* [TASK ITEM]: The goal is a clean copy of all the data below, with pictures dropped and everything else retyped exactly.

*** SOURCE MATERIAL ***

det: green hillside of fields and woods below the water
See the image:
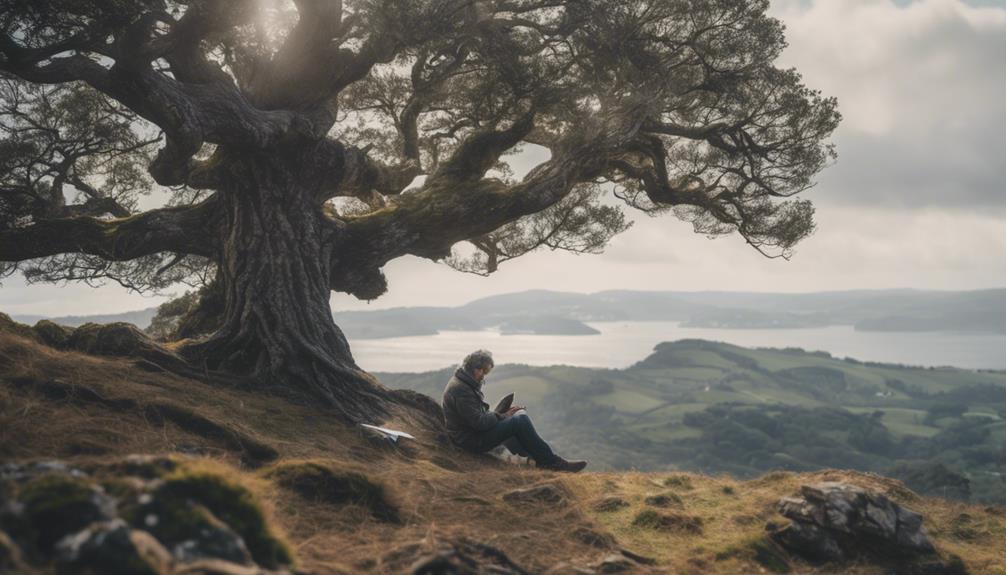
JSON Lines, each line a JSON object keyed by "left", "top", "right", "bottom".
{"left": 380, "top": 340, "right": 1006, "bottom": 505}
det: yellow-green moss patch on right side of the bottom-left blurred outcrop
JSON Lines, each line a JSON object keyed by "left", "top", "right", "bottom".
{"left": 150, "top": 467, "right": 294, "bottom": 569}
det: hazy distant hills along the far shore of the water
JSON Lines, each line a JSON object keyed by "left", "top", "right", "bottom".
{"left": 13, "top": 290, "right": 1006, "bottom": 340}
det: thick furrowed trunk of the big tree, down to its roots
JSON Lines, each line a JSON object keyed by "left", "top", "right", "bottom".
{"left": 185, "top": 151, "right": 389, "bottom": 421}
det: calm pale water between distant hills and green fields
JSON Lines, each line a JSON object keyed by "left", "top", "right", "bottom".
{"left": 350, "top": 322, "right": 1006, "bottom": 372}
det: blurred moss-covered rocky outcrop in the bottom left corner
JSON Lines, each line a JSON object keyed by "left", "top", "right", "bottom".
{"left": 0, "top": 456, "right": 293, "bottom": 575}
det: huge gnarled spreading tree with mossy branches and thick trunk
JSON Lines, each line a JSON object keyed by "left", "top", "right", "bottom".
{"left": 0, "top": 0, "right": 839, "bottom": 418}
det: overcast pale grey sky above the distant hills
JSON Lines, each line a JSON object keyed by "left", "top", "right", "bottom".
{"left": 0, "top": 0, "right": 1006, "bottom": 315}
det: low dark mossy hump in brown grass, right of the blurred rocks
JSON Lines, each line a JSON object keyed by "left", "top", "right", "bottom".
{"left": 266, "top": 461, "right": 400, "bottom": 523}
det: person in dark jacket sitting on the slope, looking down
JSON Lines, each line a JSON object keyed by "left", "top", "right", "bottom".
{"left": 443, "top": 350, "right": 586, "bottom": 472}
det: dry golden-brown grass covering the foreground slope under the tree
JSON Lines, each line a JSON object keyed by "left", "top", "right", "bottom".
{"left": 0, "top": 333, "right": 1006, "bottom": 575}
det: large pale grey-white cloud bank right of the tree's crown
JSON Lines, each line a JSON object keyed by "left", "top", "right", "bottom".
{"left": 773, "top": 0, "right": 1006, "bottom": 210}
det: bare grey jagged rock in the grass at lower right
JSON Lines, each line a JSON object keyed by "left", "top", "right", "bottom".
{"left": 768, "top": 482, "right": 959, "bottom": 575}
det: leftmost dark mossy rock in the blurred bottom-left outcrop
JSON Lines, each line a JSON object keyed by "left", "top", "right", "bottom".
{"left": 12, "top": 473, "right": 115, "bottom": 556}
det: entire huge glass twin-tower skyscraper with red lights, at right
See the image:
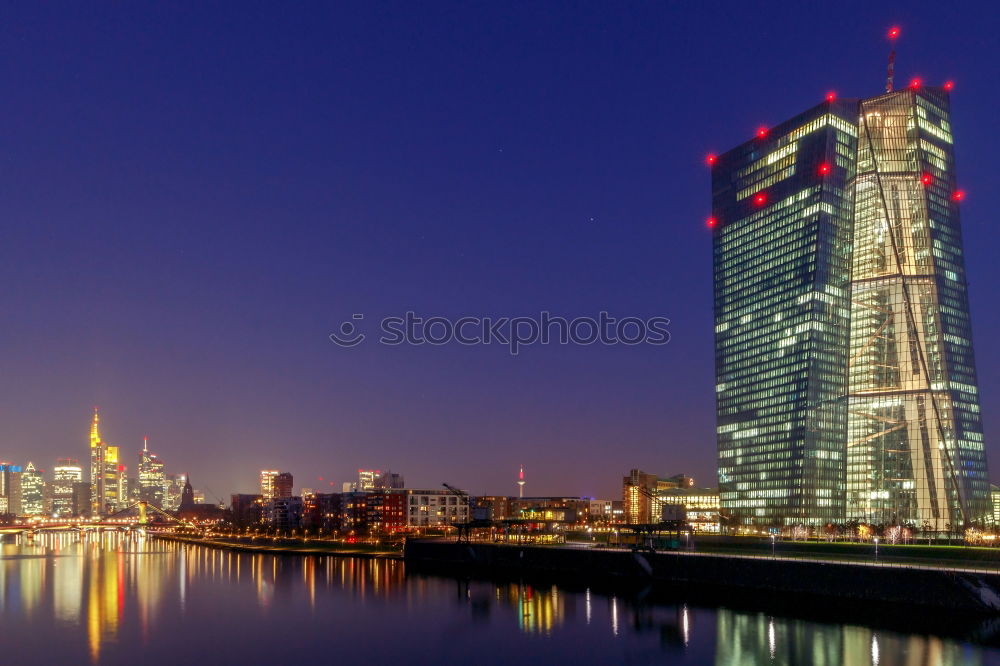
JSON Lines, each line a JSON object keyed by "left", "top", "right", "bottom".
{"left": 709, "top": 75, "right": 989, "bottom": 530}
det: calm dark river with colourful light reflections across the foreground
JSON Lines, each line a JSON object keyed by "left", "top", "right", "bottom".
{"left": 0, "top": 534, "right": 1000, "bottom": 666}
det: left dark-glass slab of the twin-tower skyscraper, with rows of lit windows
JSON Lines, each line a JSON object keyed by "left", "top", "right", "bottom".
{"left": 709, "top": 99, "right": 857, "bottom": 525}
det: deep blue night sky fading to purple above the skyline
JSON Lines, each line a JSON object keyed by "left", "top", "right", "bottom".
{"left": 0, "top": 2, "right": 1000, "bottom": 497}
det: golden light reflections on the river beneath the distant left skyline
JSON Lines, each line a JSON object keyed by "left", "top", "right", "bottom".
{"left": 0, "top": 530, "right": 408, "bottom": 662}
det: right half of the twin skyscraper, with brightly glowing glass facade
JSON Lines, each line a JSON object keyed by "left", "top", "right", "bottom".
{"left": 847, "top": 88, "right": 989, "bottom": 531}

*** End of SOURCE MATERIAL ***

* [EXERCISE OUTPUT]:
det: green hillside of fields and woods below the water
See the image:
JSON Lines, each line a JSON object keyed by "left", "top", "right", "bottom".
{"left": 380, "top": 340, "right": 1006, "bottom": 505}
det: yellow-green moss patch on right side of the bottom-left blurred outcrop
JSON Lines, each line a JSON object keyed by "left", "top", "right", "bottom".
{"left": 150, "top": 467, "right": 294, "bottom": 569}
det: hazy distant hills along the far shore of the water
JSON Lines, each line a JSON object keyed by "left", "top", "right", "bottom".
{"left": 13, "top": 290, "right": 1006, "bottom": 340}
det: thick furrowed trunk of the big tree, down to its roots
JSON Lines, each line a JSON object keyed by "left", "top", "right", "bottom".
{"left": 185, "top": 151, "right": 389, "bottom": 421}
det: calm pale water between distant hills and green fields
JSON Lines, each line a JSON object keyed by "left", "top", "right", "bottom".
{"left": 350, "top": 322, "right": 1006, "bottom": 372}
det: blurred moss-covered rocky outcrop in the bottom left corner
JSON Lines, each line a JSON object keyed by "left", "top", "right", "bottom".
{"left": 0, "top": 456, "right": 293, "bottom": 575}
det: huge gnarled spreading tree with mossy branches and thick trunk
JSON Lines, each line a JSON object keyed by "left", "top", "right", "bottom".
{"left": 0, "top": 0, "right": 839, "bottom": 418}
det: overcast pale grey sky above the distant hills
JSON Lines, each line a JSON object keyed by "left", "top", "right", "bottom".
{"left": 0, "top": 0, "right": 1006, "bottom": 315}
det: low dark mossy hump in brown grass, right of the blurred rocks
JSON Lines, each line a JSON object keyed by "left", "top", "right", "bottom".
{"left": 266, "top": 461, "right": 400, "bottom": 523}
det: person in dark jacket sitting on the slope, looking down
JSON Lines, each line a JSON object keyed by "left", "top", "right", "bottom".
{"left": 443, "top": 350, "right": 586, "bottom": 472}
det: dry golden-brown grass covering the foreground slope under the tree
JSON Lines, each line a JSON object keyed by "left", "top", "right", "bottom".
{"left": 0, "top": 333, "right": 1006, "bottom": 575}
det: large pale grey-white cloud bank right of the tree's crown
JSON Lines, each line a JSON object keyed by "left", "top", "right", "bottom".
{"left": 773, "top": 0, "right": 1006, "bottom": 210}
det: bare grey jagged rock in the grass at lower right
JSON Lines, each line a JSON object keyed by "left", "top", "right", "bottom".
{"left": 768, "top": 482, "right": 959, "bottom": 575}
det: leftmost dark mossy rock in the blurred bottom-left outcrop
JSON Lines, each line a JSON object keyed by "left", "top", "right", "bottom".
{"left": 12, "top": 473, "right": 115, "bottom": 556}
det: entire huge glass twin-tower skyscraper with red lights, at right
See the image:
JSON Lines, each line a JSON object keyed by "left", "top", "right", "bottom".
{"left": 709, "top": 75, "right": 989, "bottom": 530}
det: calm dark river with colourful light reflections across the foreground
JSON Lines, each line a JSON object keyed by "left", "top", "right", "bottom".
{"left": 0, "top": 534, "right": 1000, "bottom": 666}
det: left dark-glass slab of the twin-tower skyscraper, with rows of lit windows
JSON Lines, each line a JSON object keyed by "left", "top", "right", "bottom".
{"left": 709, "top": 99, "right": 857, "bottom": 525}
det: deep blue night sky fading to purple above the skyline
JSON Lines, each line a JSON object keyed by "left", "top", "right", "bottom".
{"left": 0, "top": 2, "right": 1000, "bottom": 497}
det: golden light reflections on the river beneath the distant left skyline
JSON Lines, each line a JSON object keyed by "left", "top", "right", "bottom".
{"left": 0, "top": 530, "right": 408, "bottom": 662}
det: right half of the twin skyscraper, with brightly glowing glass facade
JSON Lines, each line a JSON object keyed by "left", "top", "right", "bottom".
{"left": 847, "top": 88, "right": 989, "bottom": 531}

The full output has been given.